*Text passage*.
>>
Anse Bundren doesn’t understand the concept of responsibility unless it is to make demands of the people around him. Whether he is aware of it or not, he takes advantage of his status as patriarch. As Carolyn Porter describes, “Consider that he does no real work. He depends on his children, his neighbors, and the good Lord to take care of him” (79). His only action is to reject help as a show of his pride. The death of his wife, Addie, comes as a result of not sending for a doctor sooner.
The fact that he does not take responsibility for her death is apparent in two places. First when he says, “God’s will be done” (AILD 52) right after Addie’s death. Second and more significant is before her death in an interaction with Vardaman after he cleans the fish he caught, “Vardaman comes around the house, bloody as a hog to his knees… ‘Go wash them hands,’ I say… ‘Pa,’ he says, ‘is ma sick some more?’ ‘Go wash them hands,’ I say” (AILD 38). It is notably odd that even though Vardaman is bloody “to his knees,” Anse only tells him to wash his hands. It is possible to read this in the classic sense of washing one’s hands of metaphorical blood. In other words, cleaning themselves from the responsibility of a killing. On page 37, Anse tried to downplay Addie’s condition to Dr. Peabody. This, combined with how long it took for him to call the doctor, implies he might be suffering from subconscious guilt in his response to Vardaman. Anse’s avoidance of Vardaman’s question of Addie’s status by repeating his command is indicative of this.
<<
*Stored entries*.
>>
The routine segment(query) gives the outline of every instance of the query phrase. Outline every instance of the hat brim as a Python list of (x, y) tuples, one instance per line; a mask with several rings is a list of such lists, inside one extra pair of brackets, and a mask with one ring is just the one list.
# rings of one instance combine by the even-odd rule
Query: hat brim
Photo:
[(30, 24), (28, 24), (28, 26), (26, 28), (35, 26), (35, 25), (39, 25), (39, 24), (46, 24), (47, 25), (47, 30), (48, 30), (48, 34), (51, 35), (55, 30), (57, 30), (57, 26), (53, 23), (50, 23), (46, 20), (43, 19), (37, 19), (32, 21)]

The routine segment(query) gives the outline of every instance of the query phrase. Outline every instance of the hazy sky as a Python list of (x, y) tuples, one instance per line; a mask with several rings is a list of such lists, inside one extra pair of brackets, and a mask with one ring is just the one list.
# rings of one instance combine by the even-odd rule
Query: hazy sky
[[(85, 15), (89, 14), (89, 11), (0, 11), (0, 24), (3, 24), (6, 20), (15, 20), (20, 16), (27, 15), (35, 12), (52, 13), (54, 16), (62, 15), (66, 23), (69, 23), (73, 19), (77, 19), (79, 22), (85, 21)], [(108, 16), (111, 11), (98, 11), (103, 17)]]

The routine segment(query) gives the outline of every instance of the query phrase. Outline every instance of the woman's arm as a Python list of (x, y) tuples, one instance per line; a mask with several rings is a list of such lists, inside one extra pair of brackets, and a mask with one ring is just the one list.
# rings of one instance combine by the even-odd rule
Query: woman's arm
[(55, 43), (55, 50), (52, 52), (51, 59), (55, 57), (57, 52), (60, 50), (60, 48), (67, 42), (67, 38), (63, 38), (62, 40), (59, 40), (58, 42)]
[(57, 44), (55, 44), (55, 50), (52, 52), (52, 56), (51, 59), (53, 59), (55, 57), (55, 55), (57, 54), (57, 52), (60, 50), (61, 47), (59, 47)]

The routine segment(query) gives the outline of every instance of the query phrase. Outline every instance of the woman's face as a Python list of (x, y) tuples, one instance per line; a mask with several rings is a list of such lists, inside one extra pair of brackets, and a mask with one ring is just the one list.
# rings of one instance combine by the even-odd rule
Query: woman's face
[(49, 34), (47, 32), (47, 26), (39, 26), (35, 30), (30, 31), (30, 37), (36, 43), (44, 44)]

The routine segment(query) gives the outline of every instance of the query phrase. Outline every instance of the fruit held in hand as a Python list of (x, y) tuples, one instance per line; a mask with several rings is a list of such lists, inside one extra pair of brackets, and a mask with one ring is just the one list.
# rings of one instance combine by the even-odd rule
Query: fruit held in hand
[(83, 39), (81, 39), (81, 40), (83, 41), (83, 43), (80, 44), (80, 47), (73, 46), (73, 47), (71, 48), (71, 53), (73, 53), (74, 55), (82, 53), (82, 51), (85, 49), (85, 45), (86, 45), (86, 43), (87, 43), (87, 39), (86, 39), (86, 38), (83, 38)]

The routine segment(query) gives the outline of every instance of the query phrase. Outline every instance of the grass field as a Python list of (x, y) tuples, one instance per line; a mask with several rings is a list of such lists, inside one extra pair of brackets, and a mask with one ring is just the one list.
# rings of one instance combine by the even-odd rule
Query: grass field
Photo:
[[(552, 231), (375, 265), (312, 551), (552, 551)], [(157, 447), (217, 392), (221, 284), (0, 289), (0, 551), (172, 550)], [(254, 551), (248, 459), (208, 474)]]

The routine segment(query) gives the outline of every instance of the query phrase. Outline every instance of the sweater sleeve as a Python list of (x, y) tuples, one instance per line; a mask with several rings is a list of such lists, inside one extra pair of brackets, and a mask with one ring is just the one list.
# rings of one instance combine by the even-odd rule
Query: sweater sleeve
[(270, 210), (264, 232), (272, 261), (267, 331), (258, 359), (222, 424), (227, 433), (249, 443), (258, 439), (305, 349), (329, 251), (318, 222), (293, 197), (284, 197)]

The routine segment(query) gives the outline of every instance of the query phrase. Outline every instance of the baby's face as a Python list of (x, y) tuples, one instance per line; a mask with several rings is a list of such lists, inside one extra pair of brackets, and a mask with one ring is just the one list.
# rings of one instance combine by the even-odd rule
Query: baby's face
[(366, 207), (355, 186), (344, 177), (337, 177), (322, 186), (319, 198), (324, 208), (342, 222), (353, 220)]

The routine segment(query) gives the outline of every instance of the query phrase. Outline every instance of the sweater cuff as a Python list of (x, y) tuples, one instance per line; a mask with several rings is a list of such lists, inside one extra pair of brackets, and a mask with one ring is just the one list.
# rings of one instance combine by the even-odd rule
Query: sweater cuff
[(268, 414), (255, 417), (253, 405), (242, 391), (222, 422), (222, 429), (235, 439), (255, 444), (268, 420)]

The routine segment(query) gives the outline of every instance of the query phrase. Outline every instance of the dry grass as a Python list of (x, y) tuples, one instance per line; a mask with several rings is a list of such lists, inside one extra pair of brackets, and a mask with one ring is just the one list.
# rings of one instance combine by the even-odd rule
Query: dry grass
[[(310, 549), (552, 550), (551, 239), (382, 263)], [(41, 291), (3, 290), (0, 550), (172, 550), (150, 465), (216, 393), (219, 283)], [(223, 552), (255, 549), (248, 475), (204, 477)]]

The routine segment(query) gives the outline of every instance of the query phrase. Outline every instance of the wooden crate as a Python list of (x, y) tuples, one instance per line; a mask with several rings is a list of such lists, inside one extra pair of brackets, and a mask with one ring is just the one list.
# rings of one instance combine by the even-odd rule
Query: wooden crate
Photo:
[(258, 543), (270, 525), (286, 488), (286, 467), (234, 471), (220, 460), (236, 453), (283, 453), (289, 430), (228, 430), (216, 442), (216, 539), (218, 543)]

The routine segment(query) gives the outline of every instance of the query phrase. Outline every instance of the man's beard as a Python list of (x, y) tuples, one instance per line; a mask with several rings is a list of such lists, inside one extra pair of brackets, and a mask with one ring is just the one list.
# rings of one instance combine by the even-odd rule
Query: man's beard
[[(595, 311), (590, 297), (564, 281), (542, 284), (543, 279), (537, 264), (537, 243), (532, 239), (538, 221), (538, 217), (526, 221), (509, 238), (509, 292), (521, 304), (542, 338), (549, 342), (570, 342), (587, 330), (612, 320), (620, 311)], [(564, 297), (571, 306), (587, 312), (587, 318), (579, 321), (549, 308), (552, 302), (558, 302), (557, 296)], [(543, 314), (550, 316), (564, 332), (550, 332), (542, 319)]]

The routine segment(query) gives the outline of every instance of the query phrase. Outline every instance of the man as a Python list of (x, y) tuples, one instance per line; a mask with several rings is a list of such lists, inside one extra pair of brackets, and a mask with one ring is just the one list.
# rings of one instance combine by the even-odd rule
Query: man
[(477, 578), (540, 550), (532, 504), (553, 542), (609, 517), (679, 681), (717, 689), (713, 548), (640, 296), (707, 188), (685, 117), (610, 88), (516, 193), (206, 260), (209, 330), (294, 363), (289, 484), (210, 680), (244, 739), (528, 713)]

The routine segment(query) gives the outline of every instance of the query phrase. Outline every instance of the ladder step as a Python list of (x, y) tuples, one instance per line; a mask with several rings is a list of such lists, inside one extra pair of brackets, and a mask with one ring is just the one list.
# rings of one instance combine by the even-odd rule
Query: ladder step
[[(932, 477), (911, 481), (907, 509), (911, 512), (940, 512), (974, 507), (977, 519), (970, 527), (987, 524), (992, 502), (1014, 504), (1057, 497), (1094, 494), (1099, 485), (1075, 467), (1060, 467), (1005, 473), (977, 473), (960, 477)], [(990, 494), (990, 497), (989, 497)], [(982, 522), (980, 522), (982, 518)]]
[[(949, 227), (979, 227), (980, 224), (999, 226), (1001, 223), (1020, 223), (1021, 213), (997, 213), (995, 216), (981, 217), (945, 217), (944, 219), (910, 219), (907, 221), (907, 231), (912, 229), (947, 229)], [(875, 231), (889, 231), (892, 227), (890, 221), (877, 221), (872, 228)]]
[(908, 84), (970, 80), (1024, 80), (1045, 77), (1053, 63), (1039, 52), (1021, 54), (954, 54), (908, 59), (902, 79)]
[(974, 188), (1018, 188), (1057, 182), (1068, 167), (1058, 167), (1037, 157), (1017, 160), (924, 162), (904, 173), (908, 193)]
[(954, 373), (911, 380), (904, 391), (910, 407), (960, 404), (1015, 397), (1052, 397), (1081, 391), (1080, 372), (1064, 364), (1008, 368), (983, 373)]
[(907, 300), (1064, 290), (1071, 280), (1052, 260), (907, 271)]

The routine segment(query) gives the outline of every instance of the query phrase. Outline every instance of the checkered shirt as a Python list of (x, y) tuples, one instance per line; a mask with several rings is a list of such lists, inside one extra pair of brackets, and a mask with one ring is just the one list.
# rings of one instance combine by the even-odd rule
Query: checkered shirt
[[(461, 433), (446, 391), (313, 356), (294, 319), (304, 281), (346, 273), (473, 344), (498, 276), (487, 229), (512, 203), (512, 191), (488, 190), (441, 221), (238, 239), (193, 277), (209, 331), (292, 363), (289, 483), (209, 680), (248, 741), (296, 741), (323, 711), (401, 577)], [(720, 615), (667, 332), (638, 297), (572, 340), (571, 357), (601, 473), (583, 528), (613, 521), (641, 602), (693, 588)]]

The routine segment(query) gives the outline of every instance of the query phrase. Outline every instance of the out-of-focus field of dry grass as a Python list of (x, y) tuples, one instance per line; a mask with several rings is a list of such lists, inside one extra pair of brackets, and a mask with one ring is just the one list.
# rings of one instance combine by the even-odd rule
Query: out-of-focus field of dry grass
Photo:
<<
*Work to complete*. Transcribe the essay on Anse Bundren from "Anse Bundren doesn’t" up to and including "a doctor sooner.". The entries have nothing to do with this.

*Problem solution*.
Anse Bundren doesn’t understand the concept of responsibility unless it is to make demands of the people around him. Whether he is aware of it or not, he takes advantage of his status as patriarch. As Carolyn Porter describes, “Consider that he does no real work. He depends on his children, his neighbors, and the good Lord to take care of him” (79). His only action is to reject help as a show of his pride. The death of his wife, Addie, comes as a result of not sending for a doctor sooner.